*** Material
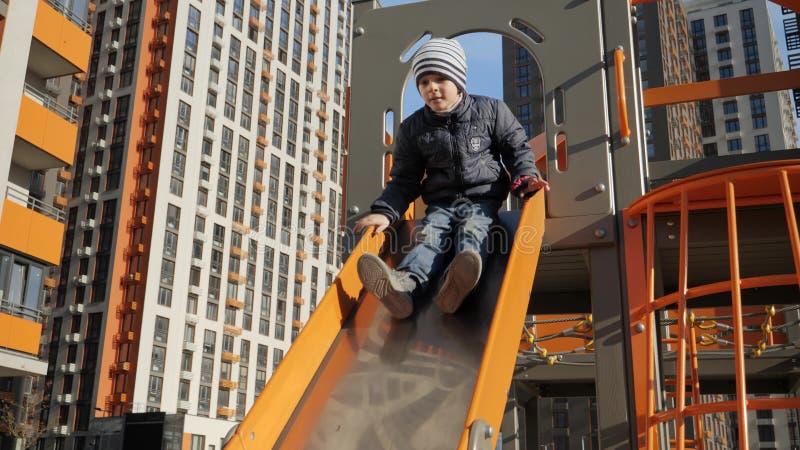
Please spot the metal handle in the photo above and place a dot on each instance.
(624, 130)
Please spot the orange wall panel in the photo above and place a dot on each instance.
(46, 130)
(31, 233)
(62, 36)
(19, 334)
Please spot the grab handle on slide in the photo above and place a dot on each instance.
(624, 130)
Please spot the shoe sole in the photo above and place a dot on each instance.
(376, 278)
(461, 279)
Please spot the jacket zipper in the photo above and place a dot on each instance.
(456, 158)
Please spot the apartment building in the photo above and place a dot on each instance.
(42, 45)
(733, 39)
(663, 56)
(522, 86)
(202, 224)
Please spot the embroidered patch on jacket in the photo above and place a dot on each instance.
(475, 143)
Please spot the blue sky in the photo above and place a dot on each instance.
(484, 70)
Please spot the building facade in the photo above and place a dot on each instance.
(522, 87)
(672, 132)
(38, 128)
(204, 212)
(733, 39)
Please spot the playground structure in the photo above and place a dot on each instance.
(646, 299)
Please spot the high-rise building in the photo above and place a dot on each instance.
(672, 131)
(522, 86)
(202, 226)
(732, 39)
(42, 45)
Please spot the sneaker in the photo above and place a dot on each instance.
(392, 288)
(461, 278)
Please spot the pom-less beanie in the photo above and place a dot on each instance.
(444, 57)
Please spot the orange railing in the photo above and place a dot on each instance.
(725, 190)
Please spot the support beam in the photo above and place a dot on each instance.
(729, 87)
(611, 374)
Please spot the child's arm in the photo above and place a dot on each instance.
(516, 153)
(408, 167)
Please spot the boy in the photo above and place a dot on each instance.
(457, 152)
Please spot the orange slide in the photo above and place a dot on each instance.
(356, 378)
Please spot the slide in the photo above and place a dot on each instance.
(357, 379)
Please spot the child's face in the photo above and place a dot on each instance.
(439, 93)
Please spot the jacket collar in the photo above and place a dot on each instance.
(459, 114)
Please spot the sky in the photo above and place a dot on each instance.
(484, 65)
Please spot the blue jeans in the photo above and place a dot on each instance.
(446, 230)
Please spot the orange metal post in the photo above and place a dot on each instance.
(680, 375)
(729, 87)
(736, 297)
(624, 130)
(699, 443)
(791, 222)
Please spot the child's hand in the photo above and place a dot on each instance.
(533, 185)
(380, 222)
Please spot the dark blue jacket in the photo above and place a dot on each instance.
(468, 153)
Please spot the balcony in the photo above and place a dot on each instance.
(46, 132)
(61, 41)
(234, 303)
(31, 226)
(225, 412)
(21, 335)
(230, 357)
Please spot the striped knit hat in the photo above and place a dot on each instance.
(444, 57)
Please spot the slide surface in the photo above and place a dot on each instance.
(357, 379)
******
Exclude the pictures, and transcribe all of the material exactly.

Please spot the metal handle in the photo above and place a dot on each instance.
(624, 130)
Please spot the orange wall panel in the photo above and place a dot on each instance.
(46, 130)
(31, 233)
(62, 36)
(19, 334)
Please spot the grab handle on slide in the photo above and place a dot on each instance.
(624, 130)
Please spot the shoe sole in the photo above and place a dot on each instance.
(376, 278)
(461, 279)
Please spot the jacket zipper in the photo above and place a dot on each instance.
(456, 158)
Please spot the apartment building in the photo above and place a dot on each instance.
(42, 45)
(733, 39)
(663, 56)
(522, 86)
(202, 224)
Please spot the embroidered patch on jacket in the photo above and place a dot on each instance.
(475, 143)
Please spot the blue sky in the photo above and place a dot on each instance.
(484, 70)
Please spot the building facade in the photo above and place a dot on each instance.
(522, 87)
(672, 132)
(38, 128)
(204, 212)
(733, 39)
Please spot the playground structure in the photo above and place a dot on each instance.
(646, 299)
Please spot the high-rise building in the photo above and place a dot on each instance.
(672, 131)
(522, 86)
(202, 226)
(732, 39)
(42, 45)
Please spot the sneaker in the photo above and place a dot on each instance.
(392, 288)
(461, 278)
Please spot the pom-less beanie in the photo above and place a dot on each instance.
(444, 57)
Please spot the orange railing in the photo above and place a dot on each instance.
(725, 190)
Please spot the support beam in the photo above and place a dot on each instance.
(729, 87)
(611, 374)
Please spot the child's arm in the photo above and place a dot on each instance.
(516, 153)
(408, 167)
Please spot the boy in the photo above and place a dot on each instance.
(457, 152)
Please spot the orange slide in the photo above and place a dot on each instance.
(356, 378)
Please spot the slide in the photo above and place a dot on each instance.
(357, 379)
Please spot the child's face in the photo above and place a dot on each instance.
(439, 93)
Please spot the jacket collar in the photo above and place a dot on each instance.
(459, 114)
Please spot the sky in the photo above and place a dot on each instance.
(484, 65)
Please spot the blue jeans in the photo above and place a dot on each instance.
(446, 230)
Please spot the orange metal post in the photo above and place a dot on each instance.
(680, 375)
(729, 87)
(736, 297)
(624, 130)
(699, 443)
(791, 222)
Please spot the child's hand in the photo above and place a dot on each instance.
(533, 185)
(380, 222)
Please spot the dark blue jacket in the photo above and place a dot on each instance.
(468, 153)
Please spot the balcony in the photo above and place a dot on each instance.
(46, 132)
(61, 41)
(234, 303)
(31, 226)
(225, 412)
(21, 335)
(230, 357)
Please spot the striped knit hat in the photo above and place a dot on each instance.
(444, 57)
Please spot the slide surface in the photo above and place a dot on each instance.
(357, 379)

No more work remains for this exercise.